::: Source material

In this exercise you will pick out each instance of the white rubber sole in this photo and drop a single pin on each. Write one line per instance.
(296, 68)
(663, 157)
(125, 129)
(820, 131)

::::::

## About this task
Print every record above exactly as it stands.

## Finished task
In this exercise you will pick out each instance of the white rubber sole in this photo and drop a single pin on each. Write one line per instance.
(296, 68)
(663, 157)
(125, 129)
(820, 131)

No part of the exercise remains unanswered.